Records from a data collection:
** START **

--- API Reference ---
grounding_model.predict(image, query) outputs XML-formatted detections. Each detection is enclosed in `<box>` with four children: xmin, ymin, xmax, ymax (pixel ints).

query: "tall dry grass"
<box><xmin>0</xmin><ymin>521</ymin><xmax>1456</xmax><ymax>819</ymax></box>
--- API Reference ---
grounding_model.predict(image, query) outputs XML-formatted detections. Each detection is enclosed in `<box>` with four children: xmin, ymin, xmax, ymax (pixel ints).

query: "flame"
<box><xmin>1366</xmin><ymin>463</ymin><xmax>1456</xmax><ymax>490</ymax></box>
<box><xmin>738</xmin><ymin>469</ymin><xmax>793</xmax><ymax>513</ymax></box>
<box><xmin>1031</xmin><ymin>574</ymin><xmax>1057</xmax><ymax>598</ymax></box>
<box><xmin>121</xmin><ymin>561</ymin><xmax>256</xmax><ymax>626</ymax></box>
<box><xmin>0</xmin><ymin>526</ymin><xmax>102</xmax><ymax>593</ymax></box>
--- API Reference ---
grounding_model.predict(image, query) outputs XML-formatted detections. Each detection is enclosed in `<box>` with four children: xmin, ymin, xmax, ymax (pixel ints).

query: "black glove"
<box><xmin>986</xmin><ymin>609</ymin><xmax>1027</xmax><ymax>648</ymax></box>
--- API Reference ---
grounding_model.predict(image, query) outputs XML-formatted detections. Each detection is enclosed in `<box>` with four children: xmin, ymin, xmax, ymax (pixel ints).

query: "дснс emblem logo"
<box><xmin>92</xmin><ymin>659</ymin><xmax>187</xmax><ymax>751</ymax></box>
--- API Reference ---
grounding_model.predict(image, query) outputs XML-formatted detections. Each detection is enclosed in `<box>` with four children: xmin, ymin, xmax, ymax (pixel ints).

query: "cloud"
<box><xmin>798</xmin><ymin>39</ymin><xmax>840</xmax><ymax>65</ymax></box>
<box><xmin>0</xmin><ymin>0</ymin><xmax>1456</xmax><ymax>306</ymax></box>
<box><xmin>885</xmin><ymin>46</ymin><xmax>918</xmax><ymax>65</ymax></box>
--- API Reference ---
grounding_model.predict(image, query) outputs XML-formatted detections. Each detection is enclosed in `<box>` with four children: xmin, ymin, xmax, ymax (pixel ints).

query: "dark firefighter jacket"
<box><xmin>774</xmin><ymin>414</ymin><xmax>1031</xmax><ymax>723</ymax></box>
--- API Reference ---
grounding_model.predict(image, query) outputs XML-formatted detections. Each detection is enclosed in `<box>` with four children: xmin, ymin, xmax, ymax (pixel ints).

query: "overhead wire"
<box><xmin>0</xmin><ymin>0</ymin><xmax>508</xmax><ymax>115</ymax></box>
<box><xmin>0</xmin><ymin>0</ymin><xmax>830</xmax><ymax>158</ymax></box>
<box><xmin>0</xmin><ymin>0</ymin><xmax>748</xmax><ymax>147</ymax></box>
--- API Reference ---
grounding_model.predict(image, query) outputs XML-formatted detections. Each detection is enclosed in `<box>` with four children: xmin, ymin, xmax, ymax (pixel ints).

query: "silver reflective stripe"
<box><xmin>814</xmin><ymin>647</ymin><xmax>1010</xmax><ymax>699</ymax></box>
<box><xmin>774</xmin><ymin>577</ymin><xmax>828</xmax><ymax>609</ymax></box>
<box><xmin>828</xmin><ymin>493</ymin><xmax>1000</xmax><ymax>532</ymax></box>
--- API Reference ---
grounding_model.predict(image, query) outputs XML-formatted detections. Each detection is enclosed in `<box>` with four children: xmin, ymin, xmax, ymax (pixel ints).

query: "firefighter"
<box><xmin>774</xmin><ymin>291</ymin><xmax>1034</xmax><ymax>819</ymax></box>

** END **

* [Stated problem]: Filter the data above and copy every line that contains the string "firefighter".

* [Written answer]:
query: "dark firefighter jacket"
query: "firefighter"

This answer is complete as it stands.